▶ [Task A]: In the commentary addressed to General Obasanjo, in what town and state did Fayose threaten him in 2010?

▶ [Document extract]:
::::

For instance, Fayose, who menacingly threatened you in Okuku, Osun State, in 2010, had repeatedly accused you of seeking a third term as president and corralling elected politicians to use public funds to build you a personal library.
I know your traducers would remember the multi-billion dollar Halliburton scandal that rocked your administration; the controversial killing of a serving Minister of Justice and Attorney-General, Bola Ige; the seizure of Lagos federal allocations despite Supreme Court ruling; your non-recognition of MKO Abiola, a fellow Egba citizen, during your eight-year presidency; $214m National ID scam; multibillion-dollar electricity darkness; removal of governors and Senate presidents, among others. But you don’t care.
If I outlive OBJ, I’ll stand with him when vindictive condolence writers turn their poisonous pens against him as he did against Kashamu. Even if all the ‘sins’ of Okikiola are sordid and uncountable – and all the perfumes of Arabia can’t overcome their rancidity, I’ll still stand with OBJ, a born-again Christian, for mowing Odi down and calling Plateau State CAN chairman, Rev Yakubu Pam, “an idiot.” Total annihilation is what a town like Odi in Bayelsa gets when some of her youths kill security agents, and your response, ‘CAN my foot!’ is the appropriate reply to Pam’s call for Christians to defend themselves in the face of killings on the plateau.
I know how unforgiving some Nigerians could be, Sir. In their condolences, many are likely to go down filial lane and scribble, “The President whom his son publicly accused of having sexual affairs with his wife!”
Baba, just like you did to Kashamu, after you live for more than 100 years and go to your grave, many Nigerians will intern your good deeds and only remember the everlasting bile in your firstborn’s letter to you in 2013.
General Obasanjo, I foresee some Nigerians rereading Iyabo’s harrowing letter before penning their condolences. I’m sure they’ll quote Iyabo’s exact words which described you as “a manipulator, hypocrite, narcissist, greedy, third-term seeker, megalomaniac, intolerant, two-faced and an uncaring father and husband”. But you would be too far gone to hear their babble, I know.
Freely, I’ll defend you over your political ‘sins’ but I’ll decline my support against the verdict of your family because nobody can know you more than your family, sir.
Honesty is the first chapter in the book of wisdom, whispers Thomas Jefferson, from the grave.

::::

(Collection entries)

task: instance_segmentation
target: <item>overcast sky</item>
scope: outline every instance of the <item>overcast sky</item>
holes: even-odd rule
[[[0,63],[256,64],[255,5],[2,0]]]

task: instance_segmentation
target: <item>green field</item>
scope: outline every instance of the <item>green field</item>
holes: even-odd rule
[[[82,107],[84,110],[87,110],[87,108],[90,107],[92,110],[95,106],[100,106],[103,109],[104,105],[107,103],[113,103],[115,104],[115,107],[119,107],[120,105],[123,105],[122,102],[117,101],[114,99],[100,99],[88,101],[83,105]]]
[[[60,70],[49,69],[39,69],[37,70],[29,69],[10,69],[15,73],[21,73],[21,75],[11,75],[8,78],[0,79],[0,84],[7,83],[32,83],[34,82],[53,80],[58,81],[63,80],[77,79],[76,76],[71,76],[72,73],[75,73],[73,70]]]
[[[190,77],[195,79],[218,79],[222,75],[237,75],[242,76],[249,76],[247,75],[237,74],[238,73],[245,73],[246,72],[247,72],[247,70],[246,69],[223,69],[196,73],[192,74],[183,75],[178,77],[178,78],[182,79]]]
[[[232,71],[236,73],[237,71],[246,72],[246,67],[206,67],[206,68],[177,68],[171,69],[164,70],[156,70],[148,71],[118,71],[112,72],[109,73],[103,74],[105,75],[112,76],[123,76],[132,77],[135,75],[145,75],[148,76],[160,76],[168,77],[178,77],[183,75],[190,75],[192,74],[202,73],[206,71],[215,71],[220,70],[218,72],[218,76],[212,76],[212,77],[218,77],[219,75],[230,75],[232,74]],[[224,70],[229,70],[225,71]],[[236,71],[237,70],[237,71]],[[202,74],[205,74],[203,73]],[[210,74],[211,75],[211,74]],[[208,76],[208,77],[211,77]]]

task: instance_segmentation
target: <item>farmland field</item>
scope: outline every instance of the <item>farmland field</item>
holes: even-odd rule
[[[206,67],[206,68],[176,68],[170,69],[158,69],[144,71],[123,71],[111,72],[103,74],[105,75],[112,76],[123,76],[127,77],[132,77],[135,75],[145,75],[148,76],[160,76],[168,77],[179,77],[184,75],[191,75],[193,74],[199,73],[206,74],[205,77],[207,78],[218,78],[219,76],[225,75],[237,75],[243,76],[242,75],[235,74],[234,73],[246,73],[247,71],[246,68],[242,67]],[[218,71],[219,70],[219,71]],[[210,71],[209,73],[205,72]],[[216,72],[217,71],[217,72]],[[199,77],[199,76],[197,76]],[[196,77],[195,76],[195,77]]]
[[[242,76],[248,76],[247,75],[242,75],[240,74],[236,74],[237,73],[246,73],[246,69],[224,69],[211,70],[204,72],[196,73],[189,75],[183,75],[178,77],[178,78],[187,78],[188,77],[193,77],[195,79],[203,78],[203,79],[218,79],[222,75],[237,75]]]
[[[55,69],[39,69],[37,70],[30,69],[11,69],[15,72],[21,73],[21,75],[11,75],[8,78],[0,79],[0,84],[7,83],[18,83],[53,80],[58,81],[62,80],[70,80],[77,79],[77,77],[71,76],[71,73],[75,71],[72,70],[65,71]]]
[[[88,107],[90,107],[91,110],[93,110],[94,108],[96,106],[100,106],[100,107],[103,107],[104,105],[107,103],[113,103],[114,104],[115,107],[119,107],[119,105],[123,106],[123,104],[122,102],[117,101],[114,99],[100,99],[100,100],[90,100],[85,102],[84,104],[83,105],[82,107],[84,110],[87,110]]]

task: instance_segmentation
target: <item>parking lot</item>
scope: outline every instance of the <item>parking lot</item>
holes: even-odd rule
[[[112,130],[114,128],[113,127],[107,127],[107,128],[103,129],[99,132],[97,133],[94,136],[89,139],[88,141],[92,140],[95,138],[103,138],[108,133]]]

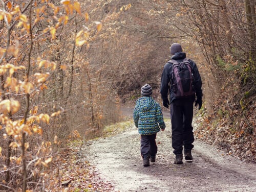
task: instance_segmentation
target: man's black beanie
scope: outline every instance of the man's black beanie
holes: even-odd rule
[[[182,52],[182,48],[179,43],[174,43],[170,46],[170,54],[175,55],[176,53]]]

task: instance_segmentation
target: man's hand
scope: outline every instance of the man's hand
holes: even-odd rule
[[[198,110],[200,110],[202,107],[202,98],[198,97],[197,100],[196,101],[196,103],[195,104],[195,106],[196,107],[197,104],[199,105]]]
[[[163,99],[163,105],[166,108],[169,108],[169,105],[170,105],[170,103],[169,103],[169,100],[168,98]]]

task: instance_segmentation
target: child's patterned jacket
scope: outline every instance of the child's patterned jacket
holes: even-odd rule
[[[139,134],[152,135],[165,128],[160,105],[152,97],[143,97],[137,100],[133,119]]]

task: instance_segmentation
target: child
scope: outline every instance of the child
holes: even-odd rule
[[[134,123],[141,135],[140,153],[144,166],[150,166],[150,158],[151,162],[156,161],[157,133],[160,128],[162,131],[165,128],[160,105],[152,95],[152,88],[146,84],[141,87],[142,97],[136,101],[133,112]]]

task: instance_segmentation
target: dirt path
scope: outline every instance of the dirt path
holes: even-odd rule
[[[173,164],[170,126],[157,138],[156,162],[142,164],[135,126],[123,133],[84,143],[83,158],[120,191],[256,191],[256,165],[224,155],[196,141],[194,161]]]

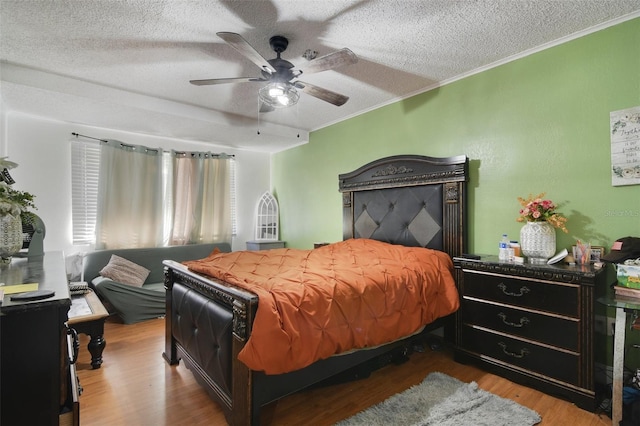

::::

▶ [Task B]: Locate each line in the entries above that contains the string "child", and copy those lines out.

▶ [Solution A]: Okuku, Osun State.

▶ [Solution B]:
target: child's patterned jacket
scope: outline every instance of the child's patterned jacket
target: child
scope: outline every instance of the child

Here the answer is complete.